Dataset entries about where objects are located
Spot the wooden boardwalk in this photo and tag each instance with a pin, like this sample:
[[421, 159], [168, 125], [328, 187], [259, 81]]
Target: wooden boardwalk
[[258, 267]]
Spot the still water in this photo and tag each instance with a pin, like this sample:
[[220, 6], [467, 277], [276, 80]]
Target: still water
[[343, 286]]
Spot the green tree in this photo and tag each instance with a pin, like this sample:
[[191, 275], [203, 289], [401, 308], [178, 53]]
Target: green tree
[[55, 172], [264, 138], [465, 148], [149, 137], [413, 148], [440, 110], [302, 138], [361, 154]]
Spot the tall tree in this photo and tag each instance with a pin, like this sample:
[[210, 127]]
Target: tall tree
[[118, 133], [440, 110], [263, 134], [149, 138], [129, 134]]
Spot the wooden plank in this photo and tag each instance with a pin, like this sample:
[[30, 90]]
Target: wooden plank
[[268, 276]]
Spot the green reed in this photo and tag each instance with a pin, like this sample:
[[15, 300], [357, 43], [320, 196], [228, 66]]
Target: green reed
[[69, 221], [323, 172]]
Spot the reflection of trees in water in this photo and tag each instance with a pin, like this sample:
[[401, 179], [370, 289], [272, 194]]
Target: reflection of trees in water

...

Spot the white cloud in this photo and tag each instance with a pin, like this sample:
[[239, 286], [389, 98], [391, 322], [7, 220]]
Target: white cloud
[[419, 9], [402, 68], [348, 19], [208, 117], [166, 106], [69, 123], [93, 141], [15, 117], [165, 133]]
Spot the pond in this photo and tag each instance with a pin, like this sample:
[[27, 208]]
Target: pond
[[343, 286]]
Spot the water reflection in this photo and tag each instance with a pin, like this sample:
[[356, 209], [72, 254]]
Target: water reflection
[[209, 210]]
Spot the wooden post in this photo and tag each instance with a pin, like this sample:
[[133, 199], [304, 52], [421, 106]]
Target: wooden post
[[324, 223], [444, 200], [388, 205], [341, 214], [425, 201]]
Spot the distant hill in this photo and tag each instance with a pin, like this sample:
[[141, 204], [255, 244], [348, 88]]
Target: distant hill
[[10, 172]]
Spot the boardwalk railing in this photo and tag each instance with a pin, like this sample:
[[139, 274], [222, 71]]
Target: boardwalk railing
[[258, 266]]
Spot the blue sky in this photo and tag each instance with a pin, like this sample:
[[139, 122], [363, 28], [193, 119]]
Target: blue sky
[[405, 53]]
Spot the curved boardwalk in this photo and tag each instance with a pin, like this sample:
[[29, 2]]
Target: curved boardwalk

▶ [Directive]: Reproduce the stretch of lines from the one containing "Spot the curved" through the one containing "Target: curved boardwalk", keeping both of those lines.

▶ [The answer]:
Spot the curved boardwalk in this photo and tag each instance with a pin, like this sample:
[[29, 2]]
Target: curved boardwalk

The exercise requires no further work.